- **Entries provided**:
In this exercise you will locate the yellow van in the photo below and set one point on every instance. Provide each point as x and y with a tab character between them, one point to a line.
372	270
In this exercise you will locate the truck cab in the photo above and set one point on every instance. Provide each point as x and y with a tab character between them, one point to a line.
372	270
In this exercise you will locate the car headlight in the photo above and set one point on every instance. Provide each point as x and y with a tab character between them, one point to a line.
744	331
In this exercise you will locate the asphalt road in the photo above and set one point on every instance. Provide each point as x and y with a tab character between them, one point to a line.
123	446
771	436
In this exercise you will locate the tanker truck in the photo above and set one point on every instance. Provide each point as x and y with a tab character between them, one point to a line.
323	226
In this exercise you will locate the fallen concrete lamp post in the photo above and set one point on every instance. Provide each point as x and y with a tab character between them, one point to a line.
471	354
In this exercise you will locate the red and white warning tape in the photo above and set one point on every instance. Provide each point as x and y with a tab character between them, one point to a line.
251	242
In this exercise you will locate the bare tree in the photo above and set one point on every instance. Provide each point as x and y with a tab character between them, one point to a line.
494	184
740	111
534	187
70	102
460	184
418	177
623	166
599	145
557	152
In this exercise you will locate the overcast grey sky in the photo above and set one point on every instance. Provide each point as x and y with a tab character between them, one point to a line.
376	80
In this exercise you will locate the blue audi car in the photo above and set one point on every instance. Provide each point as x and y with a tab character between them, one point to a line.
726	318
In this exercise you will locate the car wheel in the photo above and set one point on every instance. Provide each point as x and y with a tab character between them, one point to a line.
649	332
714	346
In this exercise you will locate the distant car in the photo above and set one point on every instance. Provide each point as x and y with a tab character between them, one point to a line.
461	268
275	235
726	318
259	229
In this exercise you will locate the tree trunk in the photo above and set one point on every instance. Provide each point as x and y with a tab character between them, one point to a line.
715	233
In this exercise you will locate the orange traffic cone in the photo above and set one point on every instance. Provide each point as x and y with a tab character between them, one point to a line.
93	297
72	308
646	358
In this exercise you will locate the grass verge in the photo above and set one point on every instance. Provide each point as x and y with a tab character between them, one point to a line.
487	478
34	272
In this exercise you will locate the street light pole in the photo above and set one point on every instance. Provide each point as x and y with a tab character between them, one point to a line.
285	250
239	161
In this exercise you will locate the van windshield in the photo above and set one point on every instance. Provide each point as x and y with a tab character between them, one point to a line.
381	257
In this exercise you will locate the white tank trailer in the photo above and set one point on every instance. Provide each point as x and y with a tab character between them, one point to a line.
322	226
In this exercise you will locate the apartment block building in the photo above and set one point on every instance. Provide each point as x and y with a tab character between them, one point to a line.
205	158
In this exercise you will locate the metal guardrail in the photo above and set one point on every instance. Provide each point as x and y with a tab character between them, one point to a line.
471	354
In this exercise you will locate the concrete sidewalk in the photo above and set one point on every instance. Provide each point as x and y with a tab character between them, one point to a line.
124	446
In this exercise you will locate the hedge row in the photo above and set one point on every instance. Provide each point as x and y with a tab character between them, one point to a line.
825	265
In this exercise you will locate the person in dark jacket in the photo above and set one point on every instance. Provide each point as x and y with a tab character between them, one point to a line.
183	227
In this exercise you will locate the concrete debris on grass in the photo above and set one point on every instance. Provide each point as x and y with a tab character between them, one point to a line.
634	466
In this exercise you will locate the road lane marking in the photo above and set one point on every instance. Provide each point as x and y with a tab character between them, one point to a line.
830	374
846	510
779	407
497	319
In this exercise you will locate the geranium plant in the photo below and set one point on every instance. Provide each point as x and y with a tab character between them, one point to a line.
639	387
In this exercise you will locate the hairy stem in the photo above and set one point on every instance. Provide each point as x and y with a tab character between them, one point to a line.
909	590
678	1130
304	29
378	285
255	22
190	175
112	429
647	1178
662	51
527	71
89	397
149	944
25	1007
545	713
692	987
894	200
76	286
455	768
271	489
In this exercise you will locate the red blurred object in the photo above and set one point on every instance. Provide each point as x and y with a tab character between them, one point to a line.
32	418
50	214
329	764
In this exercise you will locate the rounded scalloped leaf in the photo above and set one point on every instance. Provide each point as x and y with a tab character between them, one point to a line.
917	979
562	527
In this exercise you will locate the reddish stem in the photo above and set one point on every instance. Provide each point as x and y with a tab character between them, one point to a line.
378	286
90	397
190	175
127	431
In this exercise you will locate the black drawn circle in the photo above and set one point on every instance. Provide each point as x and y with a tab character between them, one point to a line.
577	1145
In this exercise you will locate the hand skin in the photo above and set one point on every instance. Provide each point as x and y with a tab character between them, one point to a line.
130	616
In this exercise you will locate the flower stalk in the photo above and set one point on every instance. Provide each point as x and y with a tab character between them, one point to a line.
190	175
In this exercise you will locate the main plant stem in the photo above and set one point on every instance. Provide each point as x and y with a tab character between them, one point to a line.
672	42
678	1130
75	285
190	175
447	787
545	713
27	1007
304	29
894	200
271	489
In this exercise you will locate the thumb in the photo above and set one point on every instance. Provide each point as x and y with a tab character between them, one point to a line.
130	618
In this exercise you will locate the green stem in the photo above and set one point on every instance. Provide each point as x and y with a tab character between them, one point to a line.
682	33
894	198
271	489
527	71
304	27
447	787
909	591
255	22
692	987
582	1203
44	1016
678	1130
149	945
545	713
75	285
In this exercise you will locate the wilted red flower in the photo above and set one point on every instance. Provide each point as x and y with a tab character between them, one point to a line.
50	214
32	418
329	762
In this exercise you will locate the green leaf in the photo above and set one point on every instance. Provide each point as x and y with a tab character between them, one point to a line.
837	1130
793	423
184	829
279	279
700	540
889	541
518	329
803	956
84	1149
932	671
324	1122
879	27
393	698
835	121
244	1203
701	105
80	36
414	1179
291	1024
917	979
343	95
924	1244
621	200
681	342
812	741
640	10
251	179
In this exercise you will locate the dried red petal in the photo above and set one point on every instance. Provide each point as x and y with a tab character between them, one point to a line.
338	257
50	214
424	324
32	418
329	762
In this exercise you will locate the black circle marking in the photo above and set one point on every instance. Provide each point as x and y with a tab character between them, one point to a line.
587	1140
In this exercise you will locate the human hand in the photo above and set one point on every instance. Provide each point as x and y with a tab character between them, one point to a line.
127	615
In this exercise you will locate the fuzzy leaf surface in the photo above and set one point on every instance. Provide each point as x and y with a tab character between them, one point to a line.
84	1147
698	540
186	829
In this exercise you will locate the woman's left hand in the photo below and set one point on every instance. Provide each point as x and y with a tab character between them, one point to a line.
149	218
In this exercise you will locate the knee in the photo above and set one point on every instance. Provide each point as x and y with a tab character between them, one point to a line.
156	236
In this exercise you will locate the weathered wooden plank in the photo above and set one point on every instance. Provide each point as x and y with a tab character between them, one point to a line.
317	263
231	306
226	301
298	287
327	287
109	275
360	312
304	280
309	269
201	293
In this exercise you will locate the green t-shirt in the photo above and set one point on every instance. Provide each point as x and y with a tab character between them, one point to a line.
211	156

- **Problem**:
Starting from the line containing "In this exercise you will locate the knee" and ending with the final line of the data, reproduce each line exactly as it appears, including no other lines.

- **Output of the task**:
In this exercise you will locate the knee in the photo above and set one point on every instance. Provide each point as x and y with a tab character between them, one point to a line.
156	236
In this exercise you will locate the weathered wooden plank in the photo above and set one point on every instance. Provide each point as x and y with a tab character between them, one point to a line.
317	263
231	306
226	301
298	287
327	287
109	275
360	312
304	280
309	269
201	293
In this exercise you will locate the green t-shirt in the photo above and set one point on every instance. Provide each point as x and y with a tab character between them, one point to a line.
211	156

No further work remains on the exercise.